---- MATERIAL PROVIDED
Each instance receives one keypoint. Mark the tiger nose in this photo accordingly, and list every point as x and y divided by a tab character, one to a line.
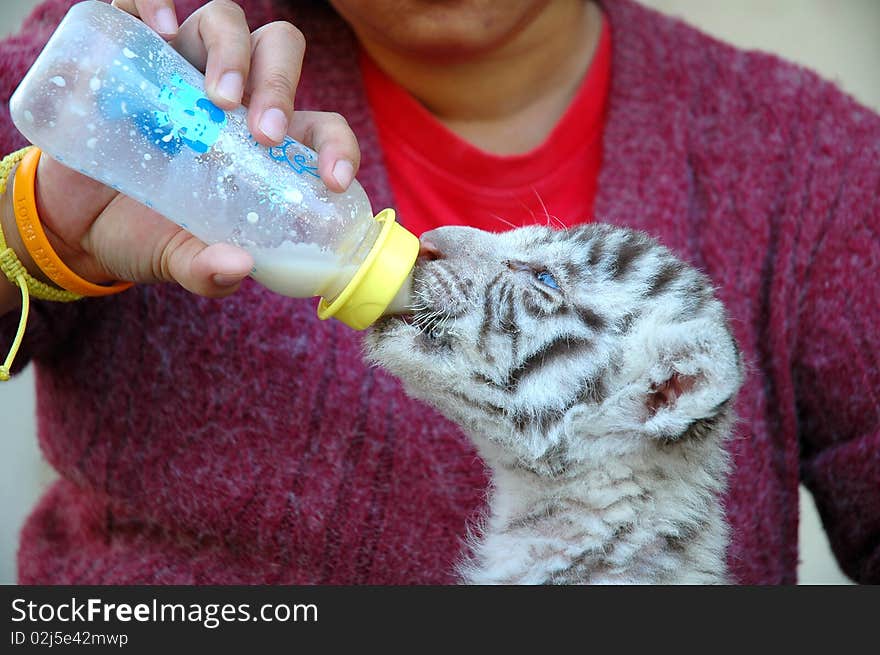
428	251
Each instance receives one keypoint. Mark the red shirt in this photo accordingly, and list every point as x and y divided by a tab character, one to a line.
438	178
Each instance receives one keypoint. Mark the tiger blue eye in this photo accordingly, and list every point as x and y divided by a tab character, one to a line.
545	278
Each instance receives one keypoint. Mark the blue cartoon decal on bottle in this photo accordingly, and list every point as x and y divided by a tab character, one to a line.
298	161
188	118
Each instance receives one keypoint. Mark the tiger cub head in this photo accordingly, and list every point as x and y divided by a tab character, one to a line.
554	347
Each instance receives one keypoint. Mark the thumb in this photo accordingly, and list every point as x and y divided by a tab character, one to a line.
214	271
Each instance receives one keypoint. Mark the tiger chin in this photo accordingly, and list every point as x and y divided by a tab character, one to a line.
596	375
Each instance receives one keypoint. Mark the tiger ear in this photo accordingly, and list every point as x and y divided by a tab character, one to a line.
690	387
671	383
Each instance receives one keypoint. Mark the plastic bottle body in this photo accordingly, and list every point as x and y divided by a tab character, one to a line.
109	98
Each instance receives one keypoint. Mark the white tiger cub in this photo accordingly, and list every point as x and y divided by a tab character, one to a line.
596	373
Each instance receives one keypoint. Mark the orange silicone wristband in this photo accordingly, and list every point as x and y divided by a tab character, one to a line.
34	238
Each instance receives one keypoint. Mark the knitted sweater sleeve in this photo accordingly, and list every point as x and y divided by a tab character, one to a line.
836	365
49	322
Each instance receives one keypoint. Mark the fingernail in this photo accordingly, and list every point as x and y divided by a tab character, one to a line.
225	280
230	86
273	123
343	171
166	21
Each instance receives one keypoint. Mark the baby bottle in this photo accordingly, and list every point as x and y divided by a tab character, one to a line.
109	98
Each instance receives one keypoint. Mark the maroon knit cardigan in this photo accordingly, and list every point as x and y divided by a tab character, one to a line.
245	441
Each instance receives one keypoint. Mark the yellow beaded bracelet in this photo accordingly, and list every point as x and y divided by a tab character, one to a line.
17	274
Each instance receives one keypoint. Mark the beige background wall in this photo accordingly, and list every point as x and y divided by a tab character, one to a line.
838	38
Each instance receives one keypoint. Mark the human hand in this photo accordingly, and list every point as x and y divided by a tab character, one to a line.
104	235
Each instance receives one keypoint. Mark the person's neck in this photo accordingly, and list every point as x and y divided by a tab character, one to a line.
508	100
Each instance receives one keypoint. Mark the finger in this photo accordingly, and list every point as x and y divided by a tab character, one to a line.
217	40
276	62
339	155
158	14
131	242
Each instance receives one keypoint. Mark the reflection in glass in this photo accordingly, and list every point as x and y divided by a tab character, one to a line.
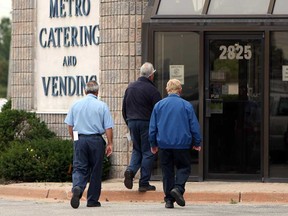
177	54
281	7
226	7
235	108
181	7
278	142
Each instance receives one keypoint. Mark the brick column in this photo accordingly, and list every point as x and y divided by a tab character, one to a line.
22	54
120	60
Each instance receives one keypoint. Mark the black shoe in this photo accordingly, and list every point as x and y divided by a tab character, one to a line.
128	181
75	200
98	204
146	188
175	193
169	204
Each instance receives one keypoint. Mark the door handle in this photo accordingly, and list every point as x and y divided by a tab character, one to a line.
208	108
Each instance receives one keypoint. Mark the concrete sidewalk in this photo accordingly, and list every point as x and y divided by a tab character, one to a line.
200	192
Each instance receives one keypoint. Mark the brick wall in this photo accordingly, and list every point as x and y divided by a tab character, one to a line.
120	60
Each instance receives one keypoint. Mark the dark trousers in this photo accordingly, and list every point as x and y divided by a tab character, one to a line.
87	165
171	159
142	157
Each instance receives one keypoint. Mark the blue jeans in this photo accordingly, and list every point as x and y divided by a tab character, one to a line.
142	156
171	158
87	165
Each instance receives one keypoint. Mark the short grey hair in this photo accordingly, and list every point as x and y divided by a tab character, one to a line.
173	86
91	87
147	69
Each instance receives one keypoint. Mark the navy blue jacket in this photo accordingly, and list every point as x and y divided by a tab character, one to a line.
174	125
139	100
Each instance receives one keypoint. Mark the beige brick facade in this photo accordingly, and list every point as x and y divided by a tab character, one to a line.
120	60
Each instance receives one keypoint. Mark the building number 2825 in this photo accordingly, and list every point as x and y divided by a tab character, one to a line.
235	52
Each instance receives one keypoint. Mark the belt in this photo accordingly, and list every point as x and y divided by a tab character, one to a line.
90	135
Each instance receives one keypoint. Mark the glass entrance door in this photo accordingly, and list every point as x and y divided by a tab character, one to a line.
233	106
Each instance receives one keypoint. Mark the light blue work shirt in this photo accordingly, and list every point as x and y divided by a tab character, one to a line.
89	116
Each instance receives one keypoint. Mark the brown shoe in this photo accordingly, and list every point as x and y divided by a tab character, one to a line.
175	193
146	188
128	181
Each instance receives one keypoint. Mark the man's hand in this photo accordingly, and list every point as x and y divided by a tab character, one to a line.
197	148
154	150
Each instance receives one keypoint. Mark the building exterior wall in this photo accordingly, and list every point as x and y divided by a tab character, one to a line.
120	60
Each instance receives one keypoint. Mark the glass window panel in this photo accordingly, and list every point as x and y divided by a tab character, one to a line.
281	7
278	134
227	7
181	7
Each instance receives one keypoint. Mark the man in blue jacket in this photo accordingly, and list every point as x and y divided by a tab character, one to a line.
139	100
174	130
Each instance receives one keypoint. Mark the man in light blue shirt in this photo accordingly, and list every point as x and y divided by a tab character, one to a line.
87	120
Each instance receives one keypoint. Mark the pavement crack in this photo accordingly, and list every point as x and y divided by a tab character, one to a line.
48	193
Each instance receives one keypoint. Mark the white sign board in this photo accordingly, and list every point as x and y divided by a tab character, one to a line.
285	72
67	53
177	72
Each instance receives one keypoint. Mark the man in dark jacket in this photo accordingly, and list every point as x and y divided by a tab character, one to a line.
175	130
139	100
--------
- [WHAT THE TASK REQUIRES]:
From the "Each instance receives one keypoint. Mark the building exterior" line to the close of the listing, restate each line word for word.

- [RESULT]:
Each instance receives one keypoint. Mark the building exterior wall in this photo accordingly, and list every point as x and y divided by a tab character, one to a line.
120	60
Each instance receives one keypoint. Mark the glass window panel in this photo accordingly, and list every point as x and y divided by a tab character, one to a line.
281	7
278	134
227	7
181	7
Each instance receives one keypoint. Mark the man in blue jacket in this photo accordingly, and list every point as x and y divided by a tab character, one to a line.
139	100
174	130
Each instance receives one keypoint. Mark the man in light blue shirt in this photo accordingly, and list every point as x and y divided by a tab character, one to a line.
87	120
Each instance receives one keypoint. Mark the pavement crack in this photo accordingly, and list every point as x and y divided by a tab character, one to a line.
48	193
Each instance receives one keypoint. Mark the white sign board in this photo accordingly, and list every point as x and y divided by a tab character, one to a line.
285	72
67	53
177	72
Each instance receives one keypoint. Mark the man in dark jacket in this photo accordingly, and list every point as x and y divided by a tab character, one to a line.
175	130
139	100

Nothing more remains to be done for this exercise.